INSTRUCTIONS FOR THE TASK —
Copy the data below line for line, without changing anything.

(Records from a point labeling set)
- - - -
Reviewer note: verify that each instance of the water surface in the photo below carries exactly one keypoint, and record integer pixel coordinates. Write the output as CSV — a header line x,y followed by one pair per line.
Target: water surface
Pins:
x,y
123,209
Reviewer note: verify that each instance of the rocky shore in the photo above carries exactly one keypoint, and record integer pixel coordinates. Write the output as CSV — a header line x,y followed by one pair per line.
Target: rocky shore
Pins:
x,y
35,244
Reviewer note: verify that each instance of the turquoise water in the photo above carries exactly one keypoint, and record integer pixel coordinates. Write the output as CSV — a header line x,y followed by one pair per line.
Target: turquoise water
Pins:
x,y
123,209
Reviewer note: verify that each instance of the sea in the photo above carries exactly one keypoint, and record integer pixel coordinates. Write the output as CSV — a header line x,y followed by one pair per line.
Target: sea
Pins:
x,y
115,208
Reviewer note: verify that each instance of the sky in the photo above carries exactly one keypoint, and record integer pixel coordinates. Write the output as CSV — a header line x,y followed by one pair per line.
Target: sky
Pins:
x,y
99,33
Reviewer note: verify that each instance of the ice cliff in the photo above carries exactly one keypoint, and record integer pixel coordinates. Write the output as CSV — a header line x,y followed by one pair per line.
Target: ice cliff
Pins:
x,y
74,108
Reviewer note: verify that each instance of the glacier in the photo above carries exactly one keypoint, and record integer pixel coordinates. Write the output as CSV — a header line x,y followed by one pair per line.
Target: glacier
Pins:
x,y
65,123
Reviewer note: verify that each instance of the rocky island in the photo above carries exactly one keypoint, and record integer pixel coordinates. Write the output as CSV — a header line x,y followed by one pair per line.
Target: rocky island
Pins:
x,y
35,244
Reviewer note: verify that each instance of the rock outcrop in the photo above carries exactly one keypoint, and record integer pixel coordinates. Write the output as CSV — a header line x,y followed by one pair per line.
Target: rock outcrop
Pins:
- - - -
TASK ANSWER —
Reviewer note: verify that each instance of the water surface in the photo below carries exactly one keypoint, and record integer pixel coordinates. Write the output as CSV — a header line x,y followed by one pair per line.
Target: water surface
Pins:
x,y
123,209
Reviewer note: verify that each instance of the rocky shore in the photo above carries exactly one keypoint, and record integer pixel coordinates. Write the output as CSV — a header line x,y followed by one pair per line.
Target: rocky shore
Pins:
x,y
35,244
Reviewer note: verify that each instance of the turquoise water in the photo above carries exactly one keypoint, and record integer pixel coordinates. Write the output as CSV — a header line x,y followed by one pair per line.
Target: turquoise water
Pins:
x,y
123,209
Reviewer note: verify that each instance of the sea in the photo above carries exactly one keypoint, and record integer pixel coordinates. Write the output as CSV — a header line x,y followed by one pair per line.
Target: sea
Pins:
x,y
115,208
Reviewer note: verify that each instance of the sky in the photo above carries exactly one keypoint, and record integer pixel coordinates. Write the output as CSV — a header line x,y followed by one pair per line.
Target: sky
Pins:
x,y
99,33
Reviewer note: verify that each instance of the ice cliff in the photo above carries exactly one keypoint, and record integer pixel coordinates. Write the output as CSV — a header line x,y followed by one pair per line.
Target: ice cliff
Pins:
x,y
74,108
Reviewer note: verify that each instance of the glacier in the photo above carries exactly one keypoint, and record integer pixel coordinates. Write the output as CSV — a header line x,y followed by one pair per line.
Target: glacier
Pins:
x,y
65,123
Reviewer note: verify that each instance of the rocky island in the photo above carries exactly one keypoint, and record integer pixel coordinates. Write the output as CSV — a header line x,y followed by one pair per line.
Target: rocky island
Pins:
x,y
35,244
Reviewer note: verify that each instance of the rock outcrop in the photo above carries exactly one keypoint, and record integer pixel coordinates. Write the output as CSV — a header line x,y followed by one pair per line.
Target: rock outcrop
Pins:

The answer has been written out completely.